Exercise requirements
1/ In the passage on the Singapore MMA fighter, how long does a "cheat day" last?
2/ Set down the part of the passage on the Singapore MMA fighter starting at "She could lose" and ending at "and come through.", word for word.

Passage
They are purposeful lapses, what she describes as her "cheat days", when her coaches allow the mixed martial arts (MMA) fighter to ease down the intensity of her workouts, indulge a little in her favourite greasy food and drink and, most importantly, rest her mind.
A "cheat day" lasts 24 hours.
Three weeks into her training camp, with her calves and thighs groaning loudly under the strain, and her knuckles, shoulders, hips and back complaining of pain, she strayed on a couple of occasions.
Mostly, the Singapore fighter has had to be religious in focus and discipline, a disciple of tough workouts, plain eating and plain drinking while turning in early every night, fuelling her "crummy mood" she told me recently, as she worked to make the weight and be ready for her debut in the ONE Championship cage in Kuala Lumpur tomorrow night against Malaysia's Ann Osman.
It has been a world of intense drills these last seven weeks for Ooi, a time of metronomic boxing lefts and rights, seemingly endless jiu-jitsu moves and wrestling hooks and submissions practised, screams and shouts of anger and hurt accompanying every muay thai kick.
Ooi is 41, and hers is a remarkable tale of early promise in the swimming pool, competition at the SEA Games and Olympics, lengthy stays in faraway climes, medical studies, a life-changing decision, love gained and lost in tragic circumstances and now tomorrow.
When she has a chance to set the tone for Team Singapore at the SEA Games with a win over the Malaysian champion in a strawweight fight at Stadium Negara.
I've met Ooi often these last few months.
She's a woman of poise, muscle and energy, engaging, generous, funny and easy-going, and she loves sport, any sport.
Ooi the pugilist only ever talks of a win but we know fighters only read from this well-worn script before a contest, as if it can magically summon even more self-belief.
She could lose tomorrow night, under the pressure of the occasion against a motivated champion drawing strength from a home crowd that will generate that loud wall of sound synonymous with the famous old arena when it used to host badminton events.
Over the years, the home support at Stadium Negara has made visiting world and Olympic badminton champions wilt, what more ONE rookie Ooi, who will have butterflies in her stomach as she makes her debut under the intense lights of Asia's biggest MMA banner.
But, because of her discipline and focus, she can also block out all distractions, apply what she has learnt and come through.
It has been part of her make-up since she started swimming as a six-year-old.
She was 13 when she first swam for Singapore at the 1989 SEA Games in KL and the freestyle and butterfly ace won four gold medals - 200m fly, 400m individual medley, 4x100m free relay and 4x100m IM relay - and collected a host of silvers and bronzes by the time she retired after the 1997 Games.

Material supplied
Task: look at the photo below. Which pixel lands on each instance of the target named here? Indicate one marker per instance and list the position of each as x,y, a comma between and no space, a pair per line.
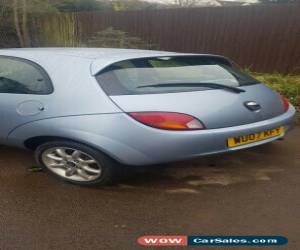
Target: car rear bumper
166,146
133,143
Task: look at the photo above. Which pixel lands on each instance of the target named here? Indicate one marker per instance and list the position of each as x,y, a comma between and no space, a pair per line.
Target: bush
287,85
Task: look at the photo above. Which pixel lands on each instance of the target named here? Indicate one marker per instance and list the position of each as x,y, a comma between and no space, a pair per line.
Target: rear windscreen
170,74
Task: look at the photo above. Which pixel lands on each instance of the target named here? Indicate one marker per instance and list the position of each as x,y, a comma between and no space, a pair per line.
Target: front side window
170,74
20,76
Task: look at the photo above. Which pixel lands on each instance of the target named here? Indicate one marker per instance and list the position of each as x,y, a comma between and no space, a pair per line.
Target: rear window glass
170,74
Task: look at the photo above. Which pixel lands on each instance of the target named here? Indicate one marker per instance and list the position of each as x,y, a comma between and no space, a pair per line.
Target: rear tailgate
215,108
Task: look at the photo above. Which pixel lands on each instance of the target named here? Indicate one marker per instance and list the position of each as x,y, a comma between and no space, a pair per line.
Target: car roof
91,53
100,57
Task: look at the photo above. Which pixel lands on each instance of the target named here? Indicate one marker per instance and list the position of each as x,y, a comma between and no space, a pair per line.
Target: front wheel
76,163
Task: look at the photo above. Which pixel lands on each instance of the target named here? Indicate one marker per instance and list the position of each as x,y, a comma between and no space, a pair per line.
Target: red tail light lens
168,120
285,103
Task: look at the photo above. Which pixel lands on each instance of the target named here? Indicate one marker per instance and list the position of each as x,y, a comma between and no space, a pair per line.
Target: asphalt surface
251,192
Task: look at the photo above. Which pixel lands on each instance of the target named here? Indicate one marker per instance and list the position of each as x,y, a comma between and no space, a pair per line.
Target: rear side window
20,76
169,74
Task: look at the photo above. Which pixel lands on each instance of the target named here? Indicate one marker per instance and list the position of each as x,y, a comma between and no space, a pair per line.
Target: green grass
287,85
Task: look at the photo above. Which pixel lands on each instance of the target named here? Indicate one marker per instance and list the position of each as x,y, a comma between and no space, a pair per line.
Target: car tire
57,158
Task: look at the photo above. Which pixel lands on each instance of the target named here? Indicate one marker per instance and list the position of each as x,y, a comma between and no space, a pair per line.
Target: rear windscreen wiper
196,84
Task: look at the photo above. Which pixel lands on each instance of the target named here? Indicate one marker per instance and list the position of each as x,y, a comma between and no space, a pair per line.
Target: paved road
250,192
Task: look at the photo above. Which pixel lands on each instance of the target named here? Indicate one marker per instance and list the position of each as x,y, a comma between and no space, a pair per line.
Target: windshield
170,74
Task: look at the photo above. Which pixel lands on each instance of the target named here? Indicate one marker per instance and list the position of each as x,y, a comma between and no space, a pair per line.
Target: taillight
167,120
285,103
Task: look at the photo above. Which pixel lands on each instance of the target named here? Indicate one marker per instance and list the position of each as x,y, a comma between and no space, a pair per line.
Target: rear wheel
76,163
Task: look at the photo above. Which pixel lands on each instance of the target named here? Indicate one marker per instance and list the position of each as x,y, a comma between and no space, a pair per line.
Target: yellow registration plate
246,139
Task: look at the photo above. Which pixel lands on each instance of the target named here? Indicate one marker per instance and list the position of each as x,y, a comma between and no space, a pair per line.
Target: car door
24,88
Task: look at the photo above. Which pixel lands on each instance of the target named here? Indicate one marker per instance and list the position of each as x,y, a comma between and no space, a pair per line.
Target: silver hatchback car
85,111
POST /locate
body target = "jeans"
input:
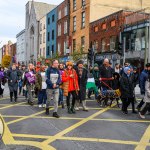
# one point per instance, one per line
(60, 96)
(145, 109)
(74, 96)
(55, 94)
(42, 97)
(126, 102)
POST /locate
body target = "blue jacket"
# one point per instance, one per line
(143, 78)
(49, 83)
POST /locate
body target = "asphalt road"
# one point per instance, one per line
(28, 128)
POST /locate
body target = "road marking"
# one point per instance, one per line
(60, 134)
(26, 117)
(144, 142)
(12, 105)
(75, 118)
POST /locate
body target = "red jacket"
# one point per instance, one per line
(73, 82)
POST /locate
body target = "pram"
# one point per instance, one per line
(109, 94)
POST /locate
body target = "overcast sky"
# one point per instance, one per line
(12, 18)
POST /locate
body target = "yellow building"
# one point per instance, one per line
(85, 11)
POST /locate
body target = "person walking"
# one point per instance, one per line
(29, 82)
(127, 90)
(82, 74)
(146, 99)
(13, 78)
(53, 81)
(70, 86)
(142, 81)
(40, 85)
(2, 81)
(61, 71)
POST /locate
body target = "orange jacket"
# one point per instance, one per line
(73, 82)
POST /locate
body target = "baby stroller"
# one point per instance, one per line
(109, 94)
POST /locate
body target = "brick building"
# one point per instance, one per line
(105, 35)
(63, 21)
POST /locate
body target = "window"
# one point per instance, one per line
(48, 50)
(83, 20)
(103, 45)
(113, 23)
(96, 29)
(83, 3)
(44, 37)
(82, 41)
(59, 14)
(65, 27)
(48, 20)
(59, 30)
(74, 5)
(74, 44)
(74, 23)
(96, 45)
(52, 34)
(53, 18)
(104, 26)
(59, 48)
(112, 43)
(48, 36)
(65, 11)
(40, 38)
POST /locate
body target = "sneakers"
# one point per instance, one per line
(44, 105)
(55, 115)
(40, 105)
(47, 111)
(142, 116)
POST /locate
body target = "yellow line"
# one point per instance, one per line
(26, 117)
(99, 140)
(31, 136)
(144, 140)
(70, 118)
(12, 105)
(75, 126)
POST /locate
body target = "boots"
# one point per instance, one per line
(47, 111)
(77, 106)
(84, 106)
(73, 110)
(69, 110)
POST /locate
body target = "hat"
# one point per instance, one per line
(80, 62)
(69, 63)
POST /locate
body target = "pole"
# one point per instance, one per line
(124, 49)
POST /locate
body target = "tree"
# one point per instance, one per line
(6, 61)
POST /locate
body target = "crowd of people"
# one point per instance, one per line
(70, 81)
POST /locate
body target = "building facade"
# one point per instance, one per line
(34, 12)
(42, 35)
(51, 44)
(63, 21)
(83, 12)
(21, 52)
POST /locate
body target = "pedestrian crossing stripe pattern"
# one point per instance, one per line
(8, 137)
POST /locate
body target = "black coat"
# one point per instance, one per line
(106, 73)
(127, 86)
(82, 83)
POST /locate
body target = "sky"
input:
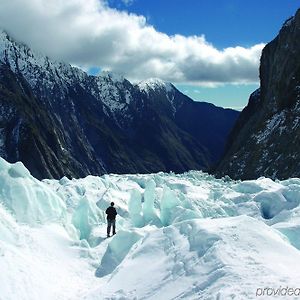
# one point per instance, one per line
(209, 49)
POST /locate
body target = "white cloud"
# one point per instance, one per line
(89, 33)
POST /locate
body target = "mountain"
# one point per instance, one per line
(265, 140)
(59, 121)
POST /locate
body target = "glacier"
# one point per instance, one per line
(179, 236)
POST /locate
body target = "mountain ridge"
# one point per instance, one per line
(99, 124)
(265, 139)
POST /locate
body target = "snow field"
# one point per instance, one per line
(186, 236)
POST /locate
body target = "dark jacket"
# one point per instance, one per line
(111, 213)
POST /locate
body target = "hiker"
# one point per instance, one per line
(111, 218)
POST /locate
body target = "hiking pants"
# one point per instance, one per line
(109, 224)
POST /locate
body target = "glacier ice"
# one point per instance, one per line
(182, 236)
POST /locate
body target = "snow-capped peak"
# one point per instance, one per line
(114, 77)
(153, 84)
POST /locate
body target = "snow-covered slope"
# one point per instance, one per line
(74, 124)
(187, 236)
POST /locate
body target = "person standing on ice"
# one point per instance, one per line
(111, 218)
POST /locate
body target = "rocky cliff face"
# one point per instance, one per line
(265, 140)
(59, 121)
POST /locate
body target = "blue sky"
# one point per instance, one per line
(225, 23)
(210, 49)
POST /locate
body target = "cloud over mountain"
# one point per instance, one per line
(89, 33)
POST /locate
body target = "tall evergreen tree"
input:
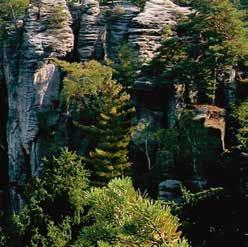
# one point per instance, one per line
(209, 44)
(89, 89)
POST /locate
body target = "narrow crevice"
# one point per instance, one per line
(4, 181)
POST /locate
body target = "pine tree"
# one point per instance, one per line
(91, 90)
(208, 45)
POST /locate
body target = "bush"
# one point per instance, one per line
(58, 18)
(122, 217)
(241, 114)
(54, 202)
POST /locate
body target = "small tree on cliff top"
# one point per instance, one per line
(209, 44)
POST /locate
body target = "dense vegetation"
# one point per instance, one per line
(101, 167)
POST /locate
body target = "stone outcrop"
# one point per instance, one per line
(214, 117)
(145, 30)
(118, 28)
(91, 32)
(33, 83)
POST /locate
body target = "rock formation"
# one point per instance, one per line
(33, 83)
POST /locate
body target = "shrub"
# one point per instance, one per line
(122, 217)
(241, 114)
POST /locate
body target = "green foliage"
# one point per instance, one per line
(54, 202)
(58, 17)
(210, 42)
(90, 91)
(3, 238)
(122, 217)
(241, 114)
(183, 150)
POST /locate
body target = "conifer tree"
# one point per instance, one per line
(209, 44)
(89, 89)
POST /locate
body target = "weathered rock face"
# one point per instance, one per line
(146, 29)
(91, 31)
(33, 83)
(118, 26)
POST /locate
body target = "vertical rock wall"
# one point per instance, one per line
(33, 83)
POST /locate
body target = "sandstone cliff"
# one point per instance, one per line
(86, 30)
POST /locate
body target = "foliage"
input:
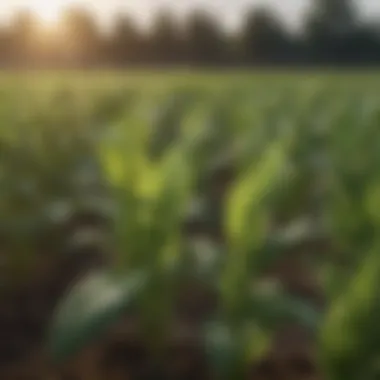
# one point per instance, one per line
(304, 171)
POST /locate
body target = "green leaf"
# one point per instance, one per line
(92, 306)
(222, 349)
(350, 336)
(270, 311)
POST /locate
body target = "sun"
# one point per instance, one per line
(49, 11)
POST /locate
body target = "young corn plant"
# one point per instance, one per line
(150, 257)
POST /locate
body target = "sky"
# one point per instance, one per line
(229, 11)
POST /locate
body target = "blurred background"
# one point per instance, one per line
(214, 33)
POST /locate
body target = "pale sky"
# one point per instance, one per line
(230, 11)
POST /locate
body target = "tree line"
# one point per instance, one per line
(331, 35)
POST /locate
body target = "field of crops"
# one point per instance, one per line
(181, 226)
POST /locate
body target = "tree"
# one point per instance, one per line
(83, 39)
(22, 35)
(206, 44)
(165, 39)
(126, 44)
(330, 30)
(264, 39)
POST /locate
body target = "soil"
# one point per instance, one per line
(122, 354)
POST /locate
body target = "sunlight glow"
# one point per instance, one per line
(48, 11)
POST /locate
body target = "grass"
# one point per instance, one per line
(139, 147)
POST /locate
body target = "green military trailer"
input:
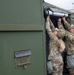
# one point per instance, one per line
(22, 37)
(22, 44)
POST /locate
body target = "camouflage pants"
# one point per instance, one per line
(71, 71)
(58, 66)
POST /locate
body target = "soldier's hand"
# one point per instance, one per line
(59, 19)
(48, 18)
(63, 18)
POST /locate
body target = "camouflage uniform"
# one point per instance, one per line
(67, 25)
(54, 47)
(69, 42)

Responses in order
1/ 24 hours.

2/
She could lose tomorrow night, under the pressure of the occasion against a motivated champion drawing strength from a home crowd that will generate that loud wall of sound synonymous with the famous old arena when it used to host badminton events.
Over the years, the home support at Stadium Negara has made visiting world and Olympic badminton champions wilt, what more ONE rookie Ooi, who will have butterflies in her stomach as she makes her debut under the intense lights of Asia's biggest MMA banner.
But, because of her discipline and focus, she can also block out all distractions, apply what she has learnt and come through.